WORK TO BE COMPLETED :: This exercise calls for every line of the data below with the string "could" in it.

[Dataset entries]
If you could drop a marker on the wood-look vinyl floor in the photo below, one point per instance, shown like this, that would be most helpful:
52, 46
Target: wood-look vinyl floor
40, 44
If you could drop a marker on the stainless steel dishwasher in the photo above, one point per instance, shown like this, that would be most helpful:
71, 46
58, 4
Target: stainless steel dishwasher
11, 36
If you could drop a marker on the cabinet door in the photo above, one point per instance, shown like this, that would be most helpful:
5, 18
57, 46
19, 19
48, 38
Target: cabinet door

WRITTEN ANSWER ::
If you could drop a marker on the wood-look vinyl floor in the photo below, one point per instance, shown like this, that would be most helpful:
If you could drop a marker on the stainless steel dishwasher in the photo above, one point per instance, shown like this, that would be most helpful:
If you could drop a marker on the cabinet door in the photo above, one point per instance, shown like this, that would be most helpful:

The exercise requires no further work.